* [THE TASK]:
Reproduce verbatim the final portion of the material below, from the line containing "Practice. Identify the snow on" through its last line, and nothing else.
◇ ◇ ◇ ◇ ◇
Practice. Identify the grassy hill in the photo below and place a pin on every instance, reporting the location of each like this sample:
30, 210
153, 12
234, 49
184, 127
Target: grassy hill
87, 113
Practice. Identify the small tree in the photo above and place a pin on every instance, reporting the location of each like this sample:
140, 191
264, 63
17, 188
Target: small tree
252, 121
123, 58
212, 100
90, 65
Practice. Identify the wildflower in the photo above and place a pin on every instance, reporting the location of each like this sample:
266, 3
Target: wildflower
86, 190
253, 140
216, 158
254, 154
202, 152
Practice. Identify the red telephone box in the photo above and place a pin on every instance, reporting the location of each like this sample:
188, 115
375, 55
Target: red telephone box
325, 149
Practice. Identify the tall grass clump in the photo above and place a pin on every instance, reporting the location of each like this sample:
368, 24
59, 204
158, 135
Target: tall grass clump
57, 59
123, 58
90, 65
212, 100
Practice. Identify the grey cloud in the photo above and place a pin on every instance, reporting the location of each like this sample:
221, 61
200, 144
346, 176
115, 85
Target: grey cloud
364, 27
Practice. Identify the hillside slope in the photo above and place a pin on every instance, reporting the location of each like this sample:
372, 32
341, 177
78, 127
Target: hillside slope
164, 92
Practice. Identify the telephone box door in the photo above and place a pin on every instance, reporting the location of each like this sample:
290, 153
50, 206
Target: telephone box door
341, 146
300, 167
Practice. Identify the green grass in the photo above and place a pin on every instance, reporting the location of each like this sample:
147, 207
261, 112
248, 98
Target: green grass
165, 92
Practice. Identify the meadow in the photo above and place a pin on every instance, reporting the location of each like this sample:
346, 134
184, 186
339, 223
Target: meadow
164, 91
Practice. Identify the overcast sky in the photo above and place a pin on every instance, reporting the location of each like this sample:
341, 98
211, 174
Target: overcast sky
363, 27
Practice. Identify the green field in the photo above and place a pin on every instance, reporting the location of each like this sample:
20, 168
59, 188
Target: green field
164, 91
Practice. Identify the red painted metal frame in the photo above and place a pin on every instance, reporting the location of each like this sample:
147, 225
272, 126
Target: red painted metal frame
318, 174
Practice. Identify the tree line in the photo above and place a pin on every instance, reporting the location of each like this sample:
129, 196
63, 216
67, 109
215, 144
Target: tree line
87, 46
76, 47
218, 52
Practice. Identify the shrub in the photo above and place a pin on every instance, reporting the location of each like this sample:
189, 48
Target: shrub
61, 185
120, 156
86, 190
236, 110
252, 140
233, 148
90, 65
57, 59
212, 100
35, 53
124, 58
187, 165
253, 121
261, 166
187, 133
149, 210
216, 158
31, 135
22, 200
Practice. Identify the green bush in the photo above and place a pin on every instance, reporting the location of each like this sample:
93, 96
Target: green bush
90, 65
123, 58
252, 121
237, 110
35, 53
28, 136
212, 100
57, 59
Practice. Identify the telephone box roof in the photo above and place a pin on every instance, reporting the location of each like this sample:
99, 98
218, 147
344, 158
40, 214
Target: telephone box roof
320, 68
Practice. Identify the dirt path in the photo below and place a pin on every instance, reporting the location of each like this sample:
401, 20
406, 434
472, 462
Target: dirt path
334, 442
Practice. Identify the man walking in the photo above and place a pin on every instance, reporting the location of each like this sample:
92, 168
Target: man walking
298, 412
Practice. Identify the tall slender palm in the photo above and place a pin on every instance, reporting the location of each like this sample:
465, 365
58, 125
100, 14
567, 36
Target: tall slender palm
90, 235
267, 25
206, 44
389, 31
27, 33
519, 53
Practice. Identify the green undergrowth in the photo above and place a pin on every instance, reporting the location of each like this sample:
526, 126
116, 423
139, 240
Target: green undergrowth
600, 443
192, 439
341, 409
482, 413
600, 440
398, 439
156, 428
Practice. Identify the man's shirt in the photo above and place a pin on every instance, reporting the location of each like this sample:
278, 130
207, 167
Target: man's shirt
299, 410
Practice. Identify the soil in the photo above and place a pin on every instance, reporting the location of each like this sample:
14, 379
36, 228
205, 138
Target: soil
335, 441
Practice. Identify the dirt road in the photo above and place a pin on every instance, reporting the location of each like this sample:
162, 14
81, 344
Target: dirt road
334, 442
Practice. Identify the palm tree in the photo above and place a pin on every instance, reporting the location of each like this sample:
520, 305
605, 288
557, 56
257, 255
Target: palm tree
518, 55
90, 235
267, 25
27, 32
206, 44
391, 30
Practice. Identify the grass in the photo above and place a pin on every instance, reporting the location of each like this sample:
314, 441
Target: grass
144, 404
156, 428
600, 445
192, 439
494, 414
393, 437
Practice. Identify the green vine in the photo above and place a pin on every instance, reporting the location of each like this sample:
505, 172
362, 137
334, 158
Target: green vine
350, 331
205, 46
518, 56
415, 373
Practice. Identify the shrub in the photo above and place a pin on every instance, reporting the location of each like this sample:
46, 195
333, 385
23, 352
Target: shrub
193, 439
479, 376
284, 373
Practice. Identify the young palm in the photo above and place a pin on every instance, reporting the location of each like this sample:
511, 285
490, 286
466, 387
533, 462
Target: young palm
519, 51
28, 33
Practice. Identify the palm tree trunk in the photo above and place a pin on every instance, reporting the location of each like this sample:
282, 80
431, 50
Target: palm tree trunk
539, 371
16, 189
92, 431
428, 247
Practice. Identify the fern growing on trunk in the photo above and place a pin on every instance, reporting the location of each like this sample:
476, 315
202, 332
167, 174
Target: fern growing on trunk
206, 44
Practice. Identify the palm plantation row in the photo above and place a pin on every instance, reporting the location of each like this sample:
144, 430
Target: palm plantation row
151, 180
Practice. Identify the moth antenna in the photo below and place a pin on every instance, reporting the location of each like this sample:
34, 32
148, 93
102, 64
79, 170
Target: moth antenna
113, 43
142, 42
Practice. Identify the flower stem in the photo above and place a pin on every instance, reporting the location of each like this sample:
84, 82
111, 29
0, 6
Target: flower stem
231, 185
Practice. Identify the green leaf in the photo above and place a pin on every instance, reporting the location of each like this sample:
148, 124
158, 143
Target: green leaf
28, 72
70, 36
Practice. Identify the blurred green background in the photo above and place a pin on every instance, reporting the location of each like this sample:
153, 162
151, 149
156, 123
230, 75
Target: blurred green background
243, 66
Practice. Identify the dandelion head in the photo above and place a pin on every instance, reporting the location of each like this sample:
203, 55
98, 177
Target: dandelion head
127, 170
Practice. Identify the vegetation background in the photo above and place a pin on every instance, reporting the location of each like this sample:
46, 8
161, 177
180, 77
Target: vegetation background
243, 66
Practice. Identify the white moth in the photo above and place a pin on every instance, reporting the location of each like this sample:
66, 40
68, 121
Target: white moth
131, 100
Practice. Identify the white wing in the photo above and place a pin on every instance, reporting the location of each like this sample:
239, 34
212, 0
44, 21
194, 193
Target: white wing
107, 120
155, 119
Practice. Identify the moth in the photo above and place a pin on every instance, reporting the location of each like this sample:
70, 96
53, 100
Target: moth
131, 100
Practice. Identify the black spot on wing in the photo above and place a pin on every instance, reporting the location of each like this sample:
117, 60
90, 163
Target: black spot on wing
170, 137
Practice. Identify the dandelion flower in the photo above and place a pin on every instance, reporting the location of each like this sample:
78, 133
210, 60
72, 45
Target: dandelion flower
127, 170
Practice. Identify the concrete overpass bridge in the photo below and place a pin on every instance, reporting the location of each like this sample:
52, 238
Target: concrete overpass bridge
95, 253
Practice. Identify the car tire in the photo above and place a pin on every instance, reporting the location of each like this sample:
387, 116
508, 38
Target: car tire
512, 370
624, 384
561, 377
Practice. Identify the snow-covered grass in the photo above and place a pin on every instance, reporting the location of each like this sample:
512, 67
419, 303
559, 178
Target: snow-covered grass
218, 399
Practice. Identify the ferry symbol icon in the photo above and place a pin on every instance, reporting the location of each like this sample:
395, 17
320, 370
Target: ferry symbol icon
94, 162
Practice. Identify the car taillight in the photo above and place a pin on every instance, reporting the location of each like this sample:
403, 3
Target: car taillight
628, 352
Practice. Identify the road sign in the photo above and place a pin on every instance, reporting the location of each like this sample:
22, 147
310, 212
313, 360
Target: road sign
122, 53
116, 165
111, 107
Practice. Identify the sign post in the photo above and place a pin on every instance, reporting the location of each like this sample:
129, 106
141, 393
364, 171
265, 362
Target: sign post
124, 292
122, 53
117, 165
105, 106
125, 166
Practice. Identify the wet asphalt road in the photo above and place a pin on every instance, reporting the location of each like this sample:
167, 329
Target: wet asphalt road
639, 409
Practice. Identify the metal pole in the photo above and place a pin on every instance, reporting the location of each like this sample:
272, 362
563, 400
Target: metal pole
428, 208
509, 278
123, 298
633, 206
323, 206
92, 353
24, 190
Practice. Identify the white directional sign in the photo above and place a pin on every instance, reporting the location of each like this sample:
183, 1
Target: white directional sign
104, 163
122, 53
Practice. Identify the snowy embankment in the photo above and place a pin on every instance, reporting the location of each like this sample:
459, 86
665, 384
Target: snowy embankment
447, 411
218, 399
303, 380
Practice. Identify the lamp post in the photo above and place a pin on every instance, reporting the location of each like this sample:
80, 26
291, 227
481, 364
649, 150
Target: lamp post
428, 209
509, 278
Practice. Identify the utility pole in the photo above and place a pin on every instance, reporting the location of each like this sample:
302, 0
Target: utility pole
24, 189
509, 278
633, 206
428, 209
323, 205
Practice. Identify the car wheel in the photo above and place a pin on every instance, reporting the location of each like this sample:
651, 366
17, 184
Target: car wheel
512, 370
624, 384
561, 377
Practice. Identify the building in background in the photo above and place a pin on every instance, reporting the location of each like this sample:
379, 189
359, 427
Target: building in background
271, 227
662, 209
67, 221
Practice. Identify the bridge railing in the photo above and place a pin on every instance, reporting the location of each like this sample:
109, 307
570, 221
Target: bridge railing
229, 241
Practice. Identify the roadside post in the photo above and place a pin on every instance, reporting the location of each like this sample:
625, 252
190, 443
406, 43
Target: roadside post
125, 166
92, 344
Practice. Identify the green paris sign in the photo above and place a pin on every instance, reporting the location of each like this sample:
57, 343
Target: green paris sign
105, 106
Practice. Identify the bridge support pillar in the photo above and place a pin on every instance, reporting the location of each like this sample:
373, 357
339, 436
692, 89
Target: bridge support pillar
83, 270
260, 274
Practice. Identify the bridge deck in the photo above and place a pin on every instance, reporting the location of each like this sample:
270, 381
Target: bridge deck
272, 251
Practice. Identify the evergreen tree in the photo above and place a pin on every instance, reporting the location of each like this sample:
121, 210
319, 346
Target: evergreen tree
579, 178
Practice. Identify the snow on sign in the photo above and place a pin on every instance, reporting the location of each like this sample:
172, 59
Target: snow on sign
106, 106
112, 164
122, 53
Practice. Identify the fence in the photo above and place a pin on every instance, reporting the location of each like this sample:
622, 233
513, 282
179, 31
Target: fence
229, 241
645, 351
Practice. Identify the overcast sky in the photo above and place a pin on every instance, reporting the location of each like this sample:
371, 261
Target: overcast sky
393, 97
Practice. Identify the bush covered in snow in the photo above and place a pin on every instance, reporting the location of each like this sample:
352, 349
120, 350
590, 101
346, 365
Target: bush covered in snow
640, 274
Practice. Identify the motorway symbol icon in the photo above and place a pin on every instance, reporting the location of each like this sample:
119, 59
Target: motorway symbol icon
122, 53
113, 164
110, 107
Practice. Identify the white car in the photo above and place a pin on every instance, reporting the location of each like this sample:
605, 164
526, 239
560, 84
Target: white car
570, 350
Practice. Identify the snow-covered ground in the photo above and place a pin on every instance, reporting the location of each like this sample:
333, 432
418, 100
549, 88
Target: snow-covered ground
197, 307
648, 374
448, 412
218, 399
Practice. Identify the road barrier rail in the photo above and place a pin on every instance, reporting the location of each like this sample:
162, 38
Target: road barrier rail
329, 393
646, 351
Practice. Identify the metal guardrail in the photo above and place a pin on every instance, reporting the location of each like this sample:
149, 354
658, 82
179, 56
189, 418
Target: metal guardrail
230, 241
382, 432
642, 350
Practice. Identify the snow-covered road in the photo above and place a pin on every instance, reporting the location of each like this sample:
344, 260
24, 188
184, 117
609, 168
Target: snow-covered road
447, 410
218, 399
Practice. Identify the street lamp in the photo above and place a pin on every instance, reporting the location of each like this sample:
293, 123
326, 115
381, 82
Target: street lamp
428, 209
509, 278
◇ ◇ ◇ ◇ ◇
* [REPLY]:
Practice. Identify the snow on sign in the photo above and place a pin on every instance, reporting the location of each like this sample:
172, 59
Target: snow on sign
106, 106
112, 164
122, 53
Practice. Identify the fence in the photo above and place a pin on every instance, reporting the location of each like this sample:
622, 233
513, 282
179, 31
Target: fence
229, 241
645, 351
Practice. Identify the overcast sky in the photo above and place a pin on every instance, reporting the location of each like this sample:
371, 261
Target: overcast sky
393, 97
Practice. Identify the bush covered in snow in the photo above and place a pin on every instance, reporting the location of each like this sample:
352, 349
120, 350
590, 101
346, 365
Target: bush covered in snow
640, 274
Practice. Identify the motorway symbol icon in the photo above and place a pin on every instance, reporting the location of each like this sample:
119, 59
Target: motorway symbol icon
122, 53
113, 164
110, 107
Practice. Identify the white car in the photo above and place a pin on every instance, reporting the location of each like this sample:
605, 164
526, 239
560, 84
Target: white car
570, 350
Practice. Identify the snow-covered ground in the photo above and place a pin on every instance, reporting the location of each like this sample:
333, 432
418, 100
549, 88
Target: snow-covered ground
197, 307
648, 374
448, 412
218, 399
Practice. Identify the road barrier rail in the photo above and place a pin on every instance, reporting the location of each like this sample:
162, 38
Target: road barrier rail
329, 393
646, 351
Practice. Identify the metal guardrail in the photo above and place a pin on every instance, reporting the location of each like this sample:
149, 354
658, 82
179, 56
189, 418
Target: metal guardrail
230, 241
382, 432
642, 350
Practice. Identify the snow-covered road in the photo above and place a pin on every instance, reporting the location of each like this sample:
344, 260
24, 188
184, 117
609, 168
Target: snow-covered road
447, 410
218, 399
Practice. Identify the street lamp in the photo above and place a pin on every instance, reporting the location of each like this sample:
293, 123
326, 115
381, 82
Target: street lamp
428, 209
509, 278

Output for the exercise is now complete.